Update the records below by replacing each occurrence of "bounding box" with "box coordinates" and leaving everything else unchanged.

## start Data for this task

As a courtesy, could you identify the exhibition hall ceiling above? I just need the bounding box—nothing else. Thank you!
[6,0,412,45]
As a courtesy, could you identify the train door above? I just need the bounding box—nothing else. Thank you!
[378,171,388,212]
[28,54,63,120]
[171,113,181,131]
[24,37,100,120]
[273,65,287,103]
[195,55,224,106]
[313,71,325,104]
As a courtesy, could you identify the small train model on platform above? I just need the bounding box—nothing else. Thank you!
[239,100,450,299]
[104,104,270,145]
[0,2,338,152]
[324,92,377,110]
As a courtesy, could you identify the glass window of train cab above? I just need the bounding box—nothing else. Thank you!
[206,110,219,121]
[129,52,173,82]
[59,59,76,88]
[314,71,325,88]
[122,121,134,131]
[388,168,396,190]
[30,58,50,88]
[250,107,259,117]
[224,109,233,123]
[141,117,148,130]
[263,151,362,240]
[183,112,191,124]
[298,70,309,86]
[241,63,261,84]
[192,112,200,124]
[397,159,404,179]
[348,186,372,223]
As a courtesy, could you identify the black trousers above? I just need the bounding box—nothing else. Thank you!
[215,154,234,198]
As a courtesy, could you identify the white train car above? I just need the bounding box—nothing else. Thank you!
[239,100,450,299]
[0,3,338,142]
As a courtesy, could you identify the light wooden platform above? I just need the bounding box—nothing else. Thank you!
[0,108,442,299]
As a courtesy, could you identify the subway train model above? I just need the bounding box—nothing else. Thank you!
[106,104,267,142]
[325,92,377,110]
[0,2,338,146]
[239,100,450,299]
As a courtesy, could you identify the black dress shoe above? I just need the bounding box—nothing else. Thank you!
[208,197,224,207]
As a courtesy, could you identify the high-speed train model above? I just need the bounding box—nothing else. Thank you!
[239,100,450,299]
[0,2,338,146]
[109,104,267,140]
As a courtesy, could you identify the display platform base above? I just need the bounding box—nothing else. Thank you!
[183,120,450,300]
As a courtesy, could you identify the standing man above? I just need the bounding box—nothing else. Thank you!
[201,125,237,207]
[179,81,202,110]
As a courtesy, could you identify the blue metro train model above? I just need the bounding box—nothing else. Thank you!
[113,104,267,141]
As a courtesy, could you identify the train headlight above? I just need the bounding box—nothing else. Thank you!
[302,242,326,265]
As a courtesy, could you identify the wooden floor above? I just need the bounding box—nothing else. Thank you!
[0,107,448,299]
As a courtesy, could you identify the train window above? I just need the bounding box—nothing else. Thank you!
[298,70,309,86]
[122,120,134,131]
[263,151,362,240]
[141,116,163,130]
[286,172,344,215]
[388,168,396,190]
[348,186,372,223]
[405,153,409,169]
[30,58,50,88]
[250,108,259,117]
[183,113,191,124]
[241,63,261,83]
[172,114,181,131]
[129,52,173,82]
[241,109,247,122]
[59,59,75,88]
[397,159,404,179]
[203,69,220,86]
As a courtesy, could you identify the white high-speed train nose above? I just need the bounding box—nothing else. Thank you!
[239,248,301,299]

## end Data for this task

**Correct result**:
As a courtesy, could you identify the exhibition hall ceiling above? I just need the box coordinates—nothing else. Thank you!
[6,0,412,45]
As a courtesy, could you identify the train door above? I just need the box coordinates—nothing else. Thank you!
[378,171,388,212]
[28,54,63,120]
[171,113,181,131]
[24,37,100,120]
[273,65,287,103]
[195,55,224,106]
[313,71,325,104]
As a courtesy, could you identify the small train model on platform above? I just need the box coordinates—nothing else. Thank you!
[239,100,450,299]
[104,104,270,145]
[0,2,338,152]
[324,92,377,110]
As a courtesy, could you identify the glass window of train cab above? I just need the box coordinates—nothing else. Thank you!
[206,110,219,121]
[129,52,173,82]
[59,59,76,88]
[314,71,325,88]
[122,121,134,131]
[388,168,396,190]
[30,58,50,88]
[250,107,259,117]
[224,109,233,123]
[141,117,148,130]
[263,151,362,240]
[183,112,191,124]
[298,70,309,86]
[241,63,261,84]
[192,112,200,124]
[397,159,404,179]
[348,186,372,223]
As a courtesy, could you identify the black trousers above? I just need the box coordinates—nothing else. Thank you!
[215,154,234,198]
As a courtesy, could you identify the white train car above? I just need the box coordinates—nothing else. Thank you!
[239,100,450,299]
[0,3,338,142]
As a courtesy, could you identify the light wooden platform above? I just need the box coordinates—nothing else. Thank you!
[0,108,442,299]
As a courtesy, could you identify the subway train model above? I just need the box coordinates—nothing else. Thank you!
[106,104,267,142]
[325,92,377,110]
[0,2,338,146]
[239,100,450,299]
As a courtesy, could you identify the black dress shoe above? I just need the box coordinates—nothing else. Thank you!
[208,197,224,207]
As a courtesy, could you identify the high-speed train model above? I just need the box coordinates—nothing else. Thank you!
[239,100,450,299]
[0,2,338,146]
[109,104,267,140]
As a courtesy, could you identify the display platform base above? I just need the box coordinates—nothing else. Thank you!
[183,120,450,300]
As a courtesy, could you identify the standing man above? I just need the box coordinates—nothing else. Thank you!
[201,125,237,207]
[179,81,202,110]
As a courtesy, could you identify the blue metro train model above? I just need the box coordinates—nothing else. Thank you!
[113,104,267,141]
As a courtesy, could you identify the train headlight above? I just need the box coordinates—nothing else. Thank you!
[302,242,326,265]
As a courtesy, could you identify the wooden floor above? I just need the box coordinates—nothing else. Thank you!
[0,107,448,299]
As a courtesy, could you identify the train window above? I just need the box coordinates—nothing else. Thank you!
[298,70,309,86]
[122,120,134,131]
[263,151,362,240]
[141,116,163,130]
[286,172,344,215]
[388,168,396,190]
[348,186,372,223]
[405,153,409,169]
[30,58,50,88]
[250,108,259,117]
[183,113,191,124]
[241,63,261,83]
[172,114,181,131]
[129,52,173,82]
[241,109,247,122]
[59,59,75,88]
[397,159,404,179]
[203,69,220,86]
As a courtesy, could you identify the white high-speed train nose above? I just need the box coordinates—nothing else. Thank you!
[239,248,301,299]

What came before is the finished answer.